* Problem:
Rewrite the data below as a Markdown table with the columns "Row" and "Text", starting at the line that contains "Could you kindly pick out the lemon" and ending at the end of the data, both ends included. Give one numbered row per line, skip blank lines, and leave out the pictures.

— Begin —

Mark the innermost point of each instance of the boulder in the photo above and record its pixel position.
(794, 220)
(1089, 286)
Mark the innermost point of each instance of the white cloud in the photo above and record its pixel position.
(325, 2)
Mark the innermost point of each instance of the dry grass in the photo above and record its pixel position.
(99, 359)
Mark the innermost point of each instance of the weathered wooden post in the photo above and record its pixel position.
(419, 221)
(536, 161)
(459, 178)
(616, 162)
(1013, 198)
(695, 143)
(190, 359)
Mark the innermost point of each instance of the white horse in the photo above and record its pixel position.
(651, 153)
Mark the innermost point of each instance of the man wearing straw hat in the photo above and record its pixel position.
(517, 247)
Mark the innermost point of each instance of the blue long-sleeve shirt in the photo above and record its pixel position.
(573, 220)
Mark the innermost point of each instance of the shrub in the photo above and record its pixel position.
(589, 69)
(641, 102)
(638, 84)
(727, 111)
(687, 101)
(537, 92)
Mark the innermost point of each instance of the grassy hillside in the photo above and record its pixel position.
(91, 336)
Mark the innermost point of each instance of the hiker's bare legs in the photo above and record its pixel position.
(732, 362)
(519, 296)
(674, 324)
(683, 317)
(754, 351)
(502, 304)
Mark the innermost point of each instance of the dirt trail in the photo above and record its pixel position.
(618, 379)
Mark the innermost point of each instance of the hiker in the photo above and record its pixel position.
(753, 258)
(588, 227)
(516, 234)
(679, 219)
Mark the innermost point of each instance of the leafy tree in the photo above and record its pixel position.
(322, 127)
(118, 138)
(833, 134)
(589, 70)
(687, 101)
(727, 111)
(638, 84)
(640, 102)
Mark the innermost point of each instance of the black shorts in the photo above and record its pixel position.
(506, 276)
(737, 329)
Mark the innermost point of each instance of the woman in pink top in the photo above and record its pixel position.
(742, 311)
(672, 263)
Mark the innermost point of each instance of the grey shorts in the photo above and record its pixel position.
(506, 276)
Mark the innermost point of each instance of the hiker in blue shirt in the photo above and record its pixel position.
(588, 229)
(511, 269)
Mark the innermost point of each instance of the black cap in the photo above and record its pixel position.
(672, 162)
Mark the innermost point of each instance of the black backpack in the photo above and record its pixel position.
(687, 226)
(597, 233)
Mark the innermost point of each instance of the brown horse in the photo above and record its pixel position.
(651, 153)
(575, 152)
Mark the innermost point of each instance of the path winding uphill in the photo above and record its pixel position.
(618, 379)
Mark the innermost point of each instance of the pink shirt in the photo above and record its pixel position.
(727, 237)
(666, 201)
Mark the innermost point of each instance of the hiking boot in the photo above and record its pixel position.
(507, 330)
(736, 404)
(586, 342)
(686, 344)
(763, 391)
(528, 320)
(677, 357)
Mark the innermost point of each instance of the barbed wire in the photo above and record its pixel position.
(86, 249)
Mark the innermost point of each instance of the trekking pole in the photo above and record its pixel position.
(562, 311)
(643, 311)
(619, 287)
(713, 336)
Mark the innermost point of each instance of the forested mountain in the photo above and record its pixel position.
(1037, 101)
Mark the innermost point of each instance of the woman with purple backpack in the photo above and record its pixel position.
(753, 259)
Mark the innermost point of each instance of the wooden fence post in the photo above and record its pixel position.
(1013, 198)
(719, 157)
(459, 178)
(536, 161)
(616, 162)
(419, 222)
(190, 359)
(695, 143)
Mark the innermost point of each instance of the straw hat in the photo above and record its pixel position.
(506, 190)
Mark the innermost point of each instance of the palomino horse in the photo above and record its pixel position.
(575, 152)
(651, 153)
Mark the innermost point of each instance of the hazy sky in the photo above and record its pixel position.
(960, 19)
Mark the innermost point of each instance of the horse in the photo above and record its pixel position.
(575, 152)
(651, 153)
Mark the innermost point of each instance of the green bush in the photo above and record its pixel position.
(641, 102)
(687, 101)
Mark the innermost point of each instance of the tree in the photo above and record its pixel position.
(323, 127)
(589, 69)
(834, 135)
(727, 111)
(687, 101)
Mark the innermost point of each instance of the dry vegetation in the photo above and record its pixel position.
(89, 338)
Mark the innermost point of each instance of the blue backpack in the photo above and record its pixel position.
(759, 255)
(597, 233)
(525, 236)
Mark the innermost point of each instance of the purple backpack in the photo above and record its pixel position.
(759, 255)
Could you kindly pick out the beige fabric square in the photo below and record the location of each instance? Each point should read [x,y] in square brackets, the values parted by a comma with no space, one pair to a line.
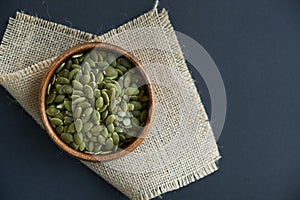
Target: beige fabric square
[180,148]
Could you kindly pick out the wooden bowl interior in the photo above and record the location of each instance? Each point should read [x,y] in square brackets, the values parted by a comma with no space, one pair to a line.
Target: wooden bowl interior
[49,74]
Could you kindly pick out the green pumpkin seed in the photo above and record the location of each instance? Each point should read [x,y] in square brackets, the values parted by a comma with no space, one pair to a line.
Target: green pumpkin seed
[88,91]
[68,120]
[125,63]
[60,68]
[90,147]
[66,137]
[103,108]
[105,97]
[110,72]
[115,138]
[79,100]
[68,105]
[51,97]
[77,85]
[62,80]
[59,98]
[86,68]
[78,138]
[75,66]
[84,105]
[137,105]
[85,79]
[59,129]
[73,73]
[111,127]
[87,112]
[110,119]
[104,132]
[130,107]
[109,145]
[96,117]
[78,125]
[77,112]
[127,81]
[104,114]
[87,127]
[90,61]
[69,64]
[99,103]
[56,121]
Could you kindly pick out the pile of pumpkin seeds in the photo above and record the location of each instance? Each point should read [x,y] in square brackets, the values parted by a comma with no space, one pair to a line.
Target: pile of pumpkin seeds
[97,102]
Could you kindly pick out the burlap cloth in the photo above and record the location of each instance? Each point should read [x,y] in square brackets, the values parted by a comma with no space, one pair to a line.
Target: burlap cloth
[180,148]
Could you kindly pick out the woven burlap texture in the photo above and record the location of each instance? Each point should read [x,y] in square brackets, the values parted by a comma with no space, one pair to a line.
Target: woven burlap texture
[180,147]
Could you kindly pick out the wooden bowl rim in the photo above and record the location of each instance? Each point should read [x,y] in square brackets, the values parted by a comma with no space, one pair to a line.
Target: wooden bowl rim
[42,96]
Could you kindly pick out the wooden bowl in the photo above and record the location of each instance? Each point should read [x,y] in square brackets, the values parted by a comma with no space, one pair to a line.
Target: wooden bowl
[42,97]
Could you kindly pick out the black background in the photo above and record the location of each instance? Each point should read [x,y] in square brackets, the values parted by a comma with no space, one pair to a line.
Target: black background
[255,44]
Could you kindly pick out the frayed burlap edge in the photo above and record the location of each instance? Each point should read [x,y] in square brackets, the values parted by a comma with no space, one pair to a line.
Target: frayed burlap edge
[169,186]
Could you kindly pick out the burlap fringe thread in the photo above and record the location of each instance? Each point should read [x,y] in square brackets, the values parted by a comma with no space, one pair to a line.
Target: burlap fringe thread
[12,73]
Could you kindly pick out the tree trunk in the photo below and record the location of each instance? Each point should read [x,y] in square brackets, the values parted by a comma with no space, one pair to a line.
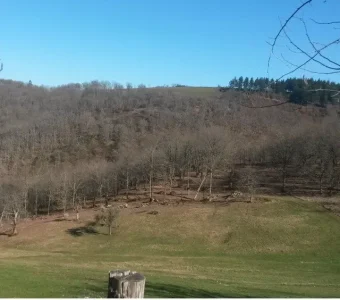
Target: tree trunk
[188,186]
[210,187]
[15,222]
[116,185]
[74,195]
[77,212]
[127,184]
[2,216]
[49,204]
[150,187]
[25,203]
[199,188]
[36,203]
[126,284]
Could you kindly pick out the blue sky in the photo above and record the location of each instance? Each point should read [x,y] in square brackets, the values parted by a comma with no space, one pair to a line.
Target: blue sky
[155,42]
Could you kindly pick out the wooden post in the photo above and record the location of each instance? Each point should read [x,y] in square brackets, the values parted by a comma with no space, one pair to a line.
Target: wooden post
[126,284]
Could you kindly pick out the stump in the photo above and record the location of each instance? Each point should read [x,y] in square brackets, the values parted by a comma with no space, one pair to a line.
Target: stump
[126,284]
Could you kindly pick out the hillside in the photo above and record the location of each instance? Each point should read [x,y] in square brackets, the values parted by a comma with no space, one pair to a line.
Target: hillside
[64,146]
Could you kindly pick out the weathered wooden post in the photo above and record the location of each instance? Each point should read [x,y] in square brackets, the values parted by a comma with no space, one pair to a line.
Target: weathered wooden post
[126,284]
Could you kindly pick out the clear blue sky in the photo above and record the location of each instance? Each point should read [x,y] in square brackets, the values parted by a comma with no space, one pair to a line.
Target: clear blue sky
[154,42]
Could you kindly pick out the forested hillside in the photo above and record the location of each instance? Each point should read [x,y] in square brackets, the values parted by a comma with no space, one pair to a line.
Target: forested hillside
[63,146]
[297,90]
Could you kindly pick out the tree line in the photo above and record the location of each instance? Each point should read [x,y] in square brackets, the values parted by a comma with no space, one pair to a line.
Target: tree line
[68,147]
[298,90]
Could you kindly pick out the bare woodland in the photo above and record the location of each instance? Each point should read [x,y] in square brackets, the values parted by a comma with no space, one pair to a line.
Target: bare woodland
[72,146]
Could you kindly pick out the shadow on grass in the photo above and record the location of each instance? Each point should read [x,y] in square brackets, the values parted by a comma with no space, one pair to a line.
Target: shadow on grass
[82,230]
[157,290]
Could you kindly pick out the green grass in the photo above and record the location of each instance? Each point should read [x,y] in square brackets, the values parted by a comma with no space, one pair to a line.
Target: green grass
[282,248]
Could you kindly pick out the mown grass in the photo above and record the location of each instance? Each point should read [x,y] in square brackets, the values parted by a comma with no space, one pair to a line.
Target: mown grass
[281,248]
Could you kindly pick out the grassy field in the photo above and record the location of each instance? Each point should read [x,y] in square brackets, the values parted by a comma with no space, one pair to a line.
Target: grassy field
[282,247]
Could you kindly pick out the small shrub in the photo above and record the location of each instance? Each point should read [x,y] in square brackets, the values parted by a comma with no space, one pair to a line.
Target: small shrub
[108,217]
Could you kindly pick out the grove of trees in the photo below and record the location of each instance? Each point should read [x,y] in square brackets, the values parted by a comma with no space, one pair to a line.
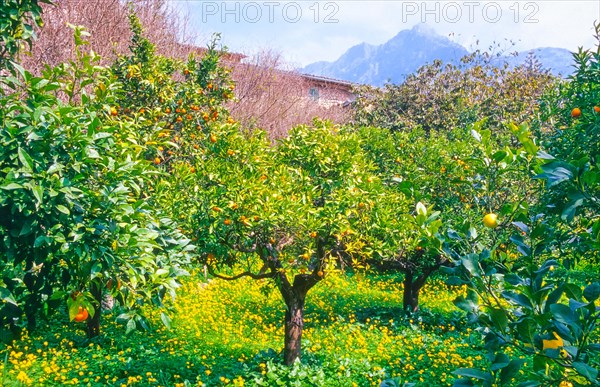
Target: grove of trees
[120,180]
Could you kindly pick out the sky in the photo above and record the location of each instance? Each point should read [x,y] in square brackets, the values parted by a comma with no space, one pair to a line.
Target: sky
[306,31]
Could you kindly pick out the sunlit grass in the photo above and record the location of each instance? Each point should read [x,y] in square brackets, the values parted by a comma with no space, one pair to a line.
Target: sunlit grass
[355,334]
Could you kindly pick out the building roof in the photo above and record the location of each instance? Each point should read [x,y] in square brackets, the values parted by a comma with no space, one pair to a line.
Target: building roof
[320,78]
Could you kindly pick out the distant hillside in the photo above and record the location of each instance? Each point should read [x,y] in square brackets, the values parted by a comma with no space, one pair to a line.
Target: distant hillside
[393,60]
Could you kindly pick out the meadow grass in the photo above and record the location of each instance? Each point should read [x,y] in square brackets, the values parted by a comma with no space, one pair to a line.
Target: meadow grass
[231,333]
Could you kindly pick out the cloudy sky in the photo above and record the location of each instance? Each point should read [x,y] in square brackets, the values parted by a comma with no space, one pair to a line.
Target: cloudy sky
[305,31]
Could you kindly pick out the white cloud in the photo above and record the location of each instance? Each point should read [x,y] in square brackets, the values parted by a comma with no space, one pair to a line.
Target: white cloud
[308,31]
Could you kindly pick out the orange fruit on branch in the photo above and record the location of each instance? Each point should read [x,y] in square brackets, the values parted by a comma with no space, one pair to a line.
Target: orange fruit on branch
[490,220]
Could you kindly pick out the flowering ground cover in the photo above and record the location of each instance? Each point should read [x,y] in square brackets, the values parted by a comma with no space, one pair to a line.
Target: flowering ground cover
[230,333]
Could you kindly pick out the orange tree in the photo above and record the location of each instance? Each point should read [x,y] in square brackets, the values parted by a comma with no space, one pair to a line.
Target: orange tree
[74,221]
[529,313]
[280,213]
[441,97]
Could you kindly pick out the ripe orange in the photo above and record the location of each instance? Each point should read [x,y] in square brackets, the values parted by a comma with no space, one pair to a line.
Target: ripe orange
[82,315]
[490,220]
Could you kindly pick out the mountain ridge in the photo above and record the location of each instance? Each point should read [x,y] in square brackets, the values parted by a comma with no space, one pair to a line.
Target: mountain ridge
[410,49]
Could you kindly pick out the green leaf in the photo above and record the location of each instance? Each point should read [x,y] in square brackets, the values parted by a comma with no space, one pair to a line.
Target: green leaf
[592,292]
[63,209]
[166,320]
[510,371]
[38,192]
[6,296]
[25,160]
[518,298]
[556,172]
[500,361]
[586,370]
[499,319]
[473,373]
[563,314]
[11,186]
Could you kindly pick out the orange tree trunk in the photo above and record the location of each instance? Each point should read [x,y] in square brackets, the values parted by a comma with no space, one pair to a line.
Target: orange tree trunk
[294,296]
[294,323]
[93,323]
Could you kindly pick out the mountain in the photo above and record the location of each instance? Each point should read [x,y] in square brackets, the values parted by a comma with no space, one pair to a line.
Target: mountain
[410,49]
[558,60]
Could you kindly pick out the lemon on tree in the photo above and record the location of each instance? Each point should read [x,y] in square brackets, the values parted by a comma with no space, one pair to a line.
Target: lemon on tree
[490,220]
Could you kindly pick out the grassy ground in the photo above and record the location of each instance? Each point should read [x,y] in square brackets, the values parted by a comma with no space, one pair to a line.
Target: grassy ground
[230,333]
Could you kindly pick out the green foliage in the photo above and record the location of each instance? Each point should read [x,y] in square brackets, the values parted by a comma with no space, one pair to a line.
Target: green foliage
[444,97]
[18,19]
[72,200]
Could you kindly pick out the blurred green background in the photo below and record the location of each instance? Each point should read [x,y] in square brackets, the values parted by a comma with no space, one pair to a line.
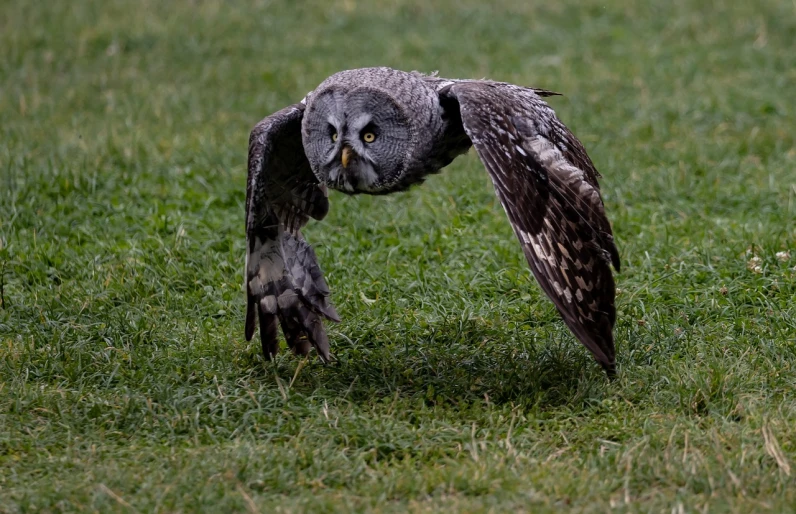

— End —

* Solution to this problem:
| Row | Text |
|---|---|
| 1 | Could you kindly pick out the lemon on tree in the photo above and record the location of each instance? Each point should read [x,y] in square brackets, the values parted by a comma with no space, one pair to a line. |
| 2 | Target: lemon on tree |
| 3 | [490,220] |
| 4 | Could you kindly pick out the grassy ground in the photo above and record the location of each instance? Each point should read [x,y] in square brackets, the values parted by a comma with no space, one pair to a line. |
| 5 | Target: grassy ground |
| 6 | [230,333] |
| 7 | Could you kindly pick out the green foliage in the photo above and record the location of each instance? Each point should read [x,y] in square brackets, the values parted by a comma with no space, one pair to a line. |
| 8 | Target: green foliage |
| 9 | [444,97] |
| 10 | [18,19] |
| 11 | [72,200] |
| 12 | Could you kindly pick out the blurred green background in the photo below and record the location of each instance? Each point should read [x,y] in square brackets, the values parted by a comma with no space, one pair to a line. |